• _Text excerpt_
╭──

He couldn't eat or drink, and when he did, he was unable to keep anything down. Some nights he would sleep on the bathroom floor with his golden retriever keeping him company.
"There were a couple nights he got so sick he couldn't get back into bed," Robin said. "That was hard, because he didn't want me to see him that way. I couldn't fix it. To see someone so strong and so tough be so weak and vulnerable was rough."
Over the next 16 months, Hansen went through a barrage of treatments, testing the limits of his resolve. For those who know him best, they say the truly phenomenal part of his story is how seemingly unafraid he was.
"He was so amazingly positive about it, it kind of inspired me to be positive about it," Robin said.
Hansen started feeling better once the effects of the radiation started wearing off. Though a positron emission tomography, or PET, scan still showed some remnants of potential cancer, the doctor said the treatments were successful. But, Hansen still wasn't sure whether he was out of the woods.
"It's the best news on the planet, but honestly it wasn't completely relieving," he said. "The PET scans still show signs of leftover radiation. There's always this uncertainty that you still have cancer."
And the next struggle was just about to begin: getting back to flying status.
"I couldn't get a waiver to go back to fly because of the cancer," he said. "The doctors at flight medicine kept pushing and pushing and not getting any answer. I'm really fortunate that my commanders and the flight docs fought for me to stay in until they could get a waiver through for me to go back and fly.
"They were all willing to set aside the code to make my dreams possible, when it would have been so easy for them to let me go," he said.
Persistence paid off, and his medical waiver to return to flying came in March 2013.
"I joined ENJJPT class 13-07 and started right back in the T-38," he said. "My flight mates accepted me and made me feel like I had never left."
Air Force Lt. Col. Bryan Schrass the instructor pilot who flew with Hansen in the T-6 before his diagnosis, had been diagnosed with colon cancer around the same time as Hansen. He, too, returned to flying status a few months before Hansen did, and he was assigned to a new flight -- Hansen's new flight.

╰──

Continue the account of Hansen's return to flying, beginning after its last sentence.

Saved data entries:
╭──

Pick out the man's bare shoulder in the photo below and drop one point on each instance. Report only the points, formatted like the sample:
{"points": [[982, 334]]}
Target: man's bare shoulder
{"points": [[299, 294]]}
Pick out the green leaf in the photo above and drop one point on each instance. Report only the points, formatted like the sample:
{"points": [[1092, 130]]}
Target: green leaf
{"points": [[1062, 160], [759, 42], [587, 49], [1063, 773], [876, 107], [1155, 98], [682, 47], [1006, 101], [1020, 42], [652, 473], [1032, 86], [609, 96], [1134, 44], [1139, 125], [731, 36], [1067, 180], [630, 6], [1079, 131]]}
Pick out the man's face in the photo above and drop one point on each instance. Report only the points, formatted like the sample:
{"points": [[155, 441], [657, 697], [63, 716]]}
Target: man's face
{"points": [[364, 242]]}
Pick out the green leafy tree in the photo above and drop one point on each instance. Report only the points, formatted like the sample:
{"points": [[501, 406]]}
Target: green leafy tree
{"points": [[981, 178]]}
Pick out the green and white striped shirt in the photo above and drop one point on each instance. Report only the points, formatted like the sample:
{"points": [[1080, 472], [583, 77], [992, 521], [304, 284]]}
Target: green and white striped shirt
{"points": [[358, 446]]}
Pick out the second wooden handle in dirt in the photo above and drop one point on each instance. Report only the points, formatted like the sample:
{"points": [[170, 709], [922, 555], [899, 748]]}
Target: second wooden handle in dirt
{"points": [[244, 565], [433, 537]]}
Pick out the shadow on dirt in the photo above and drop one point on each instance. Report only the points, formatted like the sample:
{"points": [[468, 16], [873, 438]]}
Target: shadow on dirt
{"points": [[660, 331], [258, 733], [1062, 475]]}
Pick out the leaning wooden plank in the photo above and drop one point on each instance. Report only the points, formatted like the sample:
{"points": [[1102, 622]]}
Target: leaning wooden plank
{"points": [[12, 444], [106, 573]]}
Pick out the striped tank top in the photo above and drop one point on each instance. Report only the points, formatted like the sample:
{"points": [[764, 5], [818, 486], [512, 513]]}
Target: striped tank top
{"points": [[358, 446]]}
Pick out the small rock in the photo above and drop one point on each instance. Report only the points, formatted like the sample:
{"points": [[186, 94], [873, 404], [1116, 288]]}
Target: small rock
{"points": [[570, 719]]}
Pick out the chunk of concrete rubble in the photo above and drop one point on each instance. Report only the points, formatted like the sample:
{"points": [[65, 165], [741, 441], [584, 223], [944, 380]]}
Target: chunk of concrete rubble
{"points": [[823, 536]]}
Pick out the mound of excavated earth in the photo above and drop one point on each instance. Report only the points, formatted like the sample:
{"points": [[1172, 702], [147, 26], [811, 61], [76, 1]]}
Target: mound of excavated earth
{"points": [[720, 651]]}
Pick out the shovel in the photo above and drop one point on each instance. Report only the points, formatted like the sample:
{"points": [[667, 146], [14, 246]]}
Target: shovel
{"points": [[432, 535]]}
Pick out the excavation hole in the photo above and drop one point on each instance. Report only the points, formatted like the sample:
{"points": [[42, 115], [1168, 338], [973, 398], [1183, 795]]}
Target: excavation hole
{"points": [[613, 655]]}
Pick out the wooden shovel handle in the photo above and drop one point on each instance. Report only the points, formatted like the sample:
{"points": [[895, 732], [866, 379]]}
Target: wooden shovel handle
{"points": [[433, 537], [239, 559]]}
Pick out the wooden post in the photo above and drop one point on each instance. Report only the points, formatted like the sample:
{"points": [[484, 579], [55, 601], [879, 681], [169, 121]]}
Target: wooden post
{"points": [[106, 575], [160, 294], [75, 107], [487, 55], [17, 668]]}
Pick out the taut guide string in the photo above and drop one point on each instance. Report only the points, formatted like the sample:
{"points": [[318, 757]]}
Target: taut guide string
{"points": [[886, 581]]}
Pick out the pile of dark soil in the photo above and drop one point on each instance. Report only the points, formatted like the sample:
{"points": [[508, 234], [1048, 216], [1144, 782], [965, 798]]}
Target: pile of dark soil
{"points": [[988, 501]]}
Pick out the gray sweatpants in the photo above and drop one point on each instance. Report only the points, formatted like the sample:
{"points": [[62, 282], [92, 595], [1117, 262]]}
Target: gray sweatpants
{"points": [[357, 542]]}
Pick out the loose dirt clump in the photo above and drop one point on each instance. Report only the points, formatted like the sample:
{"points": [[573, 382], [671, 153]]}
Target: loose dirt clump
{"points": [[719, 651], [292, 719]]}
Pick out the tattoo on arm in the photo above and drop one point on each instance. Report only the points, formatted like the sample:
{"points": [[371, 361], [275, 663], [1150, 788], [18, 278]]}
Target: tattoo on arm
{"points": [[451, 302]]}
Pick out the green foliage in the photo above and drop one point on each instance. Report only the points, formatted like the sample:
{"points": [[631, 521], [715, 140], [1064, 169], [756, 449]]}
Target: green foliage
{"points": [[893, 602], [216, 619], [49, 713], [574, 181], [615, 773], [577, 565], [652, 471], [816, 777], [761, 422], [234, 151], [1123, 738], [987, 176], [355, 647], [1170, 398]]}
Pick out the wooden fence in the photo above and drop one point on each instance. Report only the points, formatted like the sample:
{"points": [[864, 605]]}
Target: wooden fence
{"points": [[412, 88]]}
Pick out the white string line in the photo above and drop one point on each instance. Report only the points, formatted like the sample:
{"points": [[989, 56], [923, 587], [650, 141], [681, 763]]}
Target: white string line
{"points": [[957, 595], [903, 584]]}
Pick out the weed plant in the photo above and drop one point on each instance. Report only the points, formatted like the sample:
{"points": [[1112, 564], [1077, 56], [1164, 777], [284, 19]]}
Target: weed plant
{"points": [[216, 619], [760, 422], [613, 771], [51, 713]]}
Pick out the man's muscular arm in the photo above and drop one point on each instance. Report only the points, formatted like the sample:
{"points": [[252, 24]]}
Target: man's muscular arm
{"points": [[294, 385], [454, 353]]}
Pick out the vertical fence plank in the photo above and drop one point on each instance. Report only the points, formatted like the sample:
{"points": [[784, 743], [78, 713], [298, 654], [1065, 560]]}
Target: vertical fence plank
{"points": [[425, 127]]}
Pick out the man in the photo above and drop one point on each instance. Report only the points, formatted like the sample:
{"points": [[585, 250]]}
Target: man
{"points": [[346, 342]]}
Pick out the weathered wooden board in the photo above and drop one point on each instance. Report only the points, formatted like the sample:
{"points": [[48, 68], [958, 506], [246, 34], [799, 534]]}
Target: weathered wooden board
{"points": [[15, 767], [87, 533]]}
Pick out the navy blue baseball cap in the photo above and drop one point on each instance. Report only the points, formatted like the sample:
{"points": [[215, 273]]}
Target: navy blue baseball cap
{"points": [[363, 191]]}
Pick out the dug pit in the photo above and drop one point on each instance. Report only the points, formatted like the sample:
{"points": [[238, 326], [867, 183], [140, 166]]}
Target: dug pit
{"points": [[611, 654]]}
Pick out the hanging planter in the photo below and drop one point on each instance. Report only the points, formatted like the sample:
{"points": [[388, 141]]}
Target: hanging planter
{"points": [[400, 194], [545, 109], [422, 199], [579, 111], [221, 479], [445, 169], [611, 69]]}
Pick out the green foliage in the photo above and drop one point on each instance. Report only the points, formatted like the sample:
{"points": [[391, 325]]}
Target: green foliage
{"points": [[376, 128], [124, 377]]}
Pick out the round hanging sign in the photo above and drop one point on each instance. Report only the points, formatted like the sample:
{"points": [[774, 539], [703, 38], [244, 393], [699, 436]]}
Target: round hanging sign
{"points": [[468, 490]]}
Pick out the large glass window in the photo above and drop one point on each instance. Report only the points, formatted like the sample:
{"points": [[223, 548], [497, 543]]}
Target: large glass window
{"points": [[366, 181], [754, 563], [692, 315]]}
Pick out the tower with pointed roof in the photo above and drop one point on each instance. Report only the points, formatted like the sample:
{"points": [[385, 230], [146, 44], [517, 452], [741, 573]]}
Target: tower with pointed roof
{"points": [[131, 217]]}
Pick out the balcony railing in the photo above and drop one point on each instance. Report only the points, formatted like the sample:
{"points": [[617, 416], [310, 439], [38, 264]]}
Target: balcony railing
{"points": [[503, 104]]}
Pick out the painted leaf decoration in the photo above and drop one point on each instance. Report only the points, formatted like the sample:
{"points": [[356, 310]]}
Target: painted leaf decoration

╰──

• _Answer for the task_
"It's really unheard-of," the lieutenant said. "Instructor pilots don't really switch airframes. He switched over and was assigned to the flight I was joining."
Hansen felt complete again sitting in the cockpit. Schrass and Hansen developed a kinship very few other pilots develop with the instructors who teach them to fly.
"It was a thrill for me," Hansen said. "He was someone who could relate to my story. It was a benefit I might not have gotten from a different instructor."
When assignment night came along, Hansen's dream of getting back into the cockpit was complete as he learned he was the only one in his class selected to fly the F-22 Raptor. His classmates rushed him from both sides and carried him on their shoulders.
"It was our No. 1 choice. I felt kind of like Rudy," Hansen said, referring to the protagonist in a movie about an undersized Notre Dame football player. "For me, this is the meanest airplane ever. I think there's a great future for that airframe, so it was a no-brainer for my wife and me."
Hansen was named a distinguished graduate and received the Daedalian Award for top formation pilot, the Flying Excellence Award for the top overall flying score, and the Commander's Trophy for being the top graduate in his class.
It's been nearly two years since his last radiation treatment, which according to his last scan wiped out the final traces of Hodgkin lymphoma. For Hansen, none of these dreams would have been possible without the support of those around him.
"I owe my life and career to everyone in the Sheppard community, and I will be forever grateful for the opportunity they have given me," he said. "I'm 30 now. A year ago, I was battling cancer. And now it feels like everything is falling into place."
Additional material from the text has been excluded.